## OBJECTIVE
Count the lines in the items below that contain the string "window", treating uppercase and lowercase as different. Reply with the number alone.

## AVAILABLE DATA
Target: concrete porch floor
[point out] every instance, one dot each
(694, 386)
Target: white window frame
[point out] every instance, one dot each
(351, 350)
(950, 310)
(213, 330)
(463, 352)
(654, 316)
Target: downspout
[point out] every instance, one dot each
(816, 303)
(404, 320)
...
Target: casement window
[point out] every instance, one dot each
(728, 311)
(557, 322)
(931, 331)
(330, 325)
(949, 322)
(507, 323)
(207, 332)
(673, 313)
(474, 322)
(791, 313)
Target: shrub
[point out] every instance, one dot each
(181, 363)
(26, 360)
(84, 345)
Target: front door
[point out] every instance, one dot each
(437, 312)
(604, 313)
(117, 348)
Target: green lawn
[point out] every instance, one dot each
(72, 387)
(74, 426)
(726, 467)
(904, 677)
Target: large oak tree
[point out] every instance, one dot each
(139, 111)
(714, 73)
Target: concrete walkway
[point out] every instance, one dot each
---
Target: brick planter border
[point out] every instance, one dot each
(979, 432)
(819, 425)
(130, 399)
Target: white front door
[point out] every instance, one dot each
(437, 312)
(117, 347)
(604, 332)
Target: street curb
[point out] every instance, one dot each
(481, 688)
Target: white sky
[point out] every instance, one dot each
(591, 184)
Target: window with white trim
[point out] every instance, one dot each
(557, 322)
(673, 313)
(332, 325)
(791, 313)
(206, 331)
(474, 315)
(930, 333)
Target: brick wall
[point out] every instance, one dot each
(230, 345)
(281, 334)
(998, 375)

## FINISHED TASK
3